**Task brief**
Update the material from the line containing "Could you please outline every instance of the black" through the end of the material by replacing "arm sleeve" with "elbow sleeve", leaving everything else unchanged. Return only those lines.

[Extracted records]
:::::
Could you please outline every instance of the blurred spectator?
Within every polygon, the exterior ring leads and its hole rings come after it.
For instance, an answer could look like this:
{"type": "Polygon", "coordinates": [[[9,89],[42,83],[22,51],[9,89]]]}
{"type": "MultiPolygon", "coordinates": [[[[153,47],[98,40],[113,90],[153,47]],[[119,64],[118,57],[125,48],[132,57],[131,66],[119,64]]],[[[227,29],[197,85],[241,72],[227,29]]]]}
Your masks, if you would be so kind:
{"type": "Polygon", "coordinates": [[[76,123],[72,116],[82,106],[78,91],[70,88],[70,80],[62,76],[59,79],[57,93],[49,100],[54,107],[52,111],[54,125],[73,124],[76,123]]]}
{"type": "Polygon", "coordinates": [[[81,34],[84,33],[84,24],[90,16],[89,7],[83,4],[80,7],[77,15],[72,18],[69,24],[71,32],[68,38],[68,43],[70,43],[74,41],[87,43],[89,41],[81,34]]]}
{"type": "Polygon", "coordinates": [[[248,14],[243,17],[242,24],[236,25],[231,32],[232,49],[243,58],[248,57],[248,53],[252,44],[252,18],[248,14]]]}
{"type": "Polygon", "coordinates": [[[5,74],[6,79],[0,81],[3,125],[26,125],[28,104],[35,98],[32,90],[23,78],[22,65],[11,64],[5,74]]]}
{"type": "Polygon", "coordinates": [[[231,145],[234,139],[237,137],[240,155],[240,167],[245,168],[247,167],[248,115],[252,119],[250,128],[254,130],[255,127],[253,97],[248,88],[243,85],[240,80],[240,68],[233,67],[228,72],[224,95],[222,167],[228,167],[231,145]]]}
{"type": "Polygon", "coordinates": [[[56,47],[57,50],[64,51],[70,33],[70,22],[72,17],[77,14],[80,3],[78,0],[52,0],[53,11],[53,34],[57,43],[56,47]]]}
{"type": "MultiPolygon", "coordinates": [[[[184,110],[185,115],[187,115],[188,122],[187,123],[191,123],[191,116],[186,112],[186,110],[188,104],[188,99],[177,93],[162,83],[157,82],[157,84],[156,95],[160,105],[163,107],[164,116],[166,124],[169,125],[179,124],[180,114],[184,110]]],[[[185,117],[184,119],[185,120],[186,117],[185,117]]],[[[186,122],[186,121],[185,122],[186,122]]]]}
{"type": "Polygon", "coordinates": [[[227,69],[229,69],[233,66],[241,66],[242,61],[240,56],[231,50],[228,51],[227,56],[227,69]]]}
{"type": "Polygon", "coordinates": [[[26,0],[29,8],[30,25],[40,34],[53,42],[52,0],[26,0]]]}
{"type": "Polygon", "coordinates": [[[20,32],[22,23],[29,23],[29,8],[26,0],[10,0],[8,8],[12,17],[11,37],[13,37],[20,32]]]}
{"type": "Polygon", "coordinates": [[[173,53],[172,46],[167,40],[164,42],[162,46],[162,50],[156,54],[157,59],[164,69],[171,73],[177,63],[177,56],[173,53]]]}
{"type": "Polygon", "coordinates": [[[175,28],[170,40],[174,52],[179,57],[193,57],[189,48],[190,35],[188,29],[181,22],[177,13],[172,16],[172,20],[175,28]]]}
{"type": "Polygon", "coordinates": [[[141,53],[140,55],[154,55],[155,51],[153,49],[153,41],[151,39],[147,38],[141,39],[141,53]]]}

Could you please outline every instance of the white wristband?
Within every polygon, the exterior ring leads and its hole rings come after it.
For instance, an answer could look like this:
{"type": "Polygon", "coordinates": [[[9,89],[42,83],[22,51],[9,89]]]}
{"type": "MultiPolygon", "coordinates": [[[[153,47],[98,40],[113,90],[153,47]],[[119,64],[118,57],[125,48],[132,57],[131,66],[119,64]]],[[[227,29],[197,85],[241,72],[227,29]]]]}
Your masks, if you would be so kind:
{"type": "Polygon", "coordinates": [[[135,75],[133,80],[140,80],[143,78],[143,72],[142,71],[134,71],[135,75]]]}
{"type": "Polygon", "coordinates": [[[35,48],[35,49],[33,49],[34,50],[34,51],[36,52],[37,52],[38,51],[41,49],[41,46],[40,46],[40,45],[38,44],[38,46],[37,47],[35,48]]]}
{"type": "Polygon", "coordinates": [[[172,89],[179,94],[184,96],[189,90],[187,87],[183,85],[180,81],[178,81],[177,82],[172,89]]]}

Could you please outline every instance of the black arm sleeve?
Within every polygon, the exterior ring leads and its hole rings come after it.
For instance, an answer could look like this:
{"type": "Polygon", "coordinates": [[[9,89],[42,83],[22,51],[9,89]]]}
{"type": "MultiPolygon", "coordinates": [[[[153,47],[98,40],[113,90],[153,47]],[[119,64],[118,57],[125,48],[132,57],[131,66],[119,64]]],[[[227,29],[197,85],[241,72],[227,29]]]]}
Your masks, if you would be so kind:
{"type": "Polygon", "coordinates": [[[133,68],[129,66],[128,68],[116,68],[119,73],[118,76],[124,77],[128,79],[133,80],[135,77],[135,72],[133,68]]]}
:::::
**Full answer**
Could you please outline every instance of the black elbow sleeve?
Within every polygon, the exterior ring leads and its hole rings come after it.
For instance, an answer could look like this:
{"type": "Polygon", "coordinates": [[[9,89],[42,83],[22,51],[9,89]]]}
{"type": "MultiPolygon", "coordinates": [[[[153,47],[98,40],[113,90],[153,47]],[[119,64],[118,57],[125,48],[132,57],[131,66],[119,64]]],[[[227,29],[197,85],[241,72],[227,29]]]]}
Your masks, if you would be so kind:
{"type": "Polygon", "coordinates": [[[133,68],[129,66],[128,68],[116,68],[119,73],[118,76],[124,77],[128,79],[133,80],[135,77],[135,72],[133,68]]]}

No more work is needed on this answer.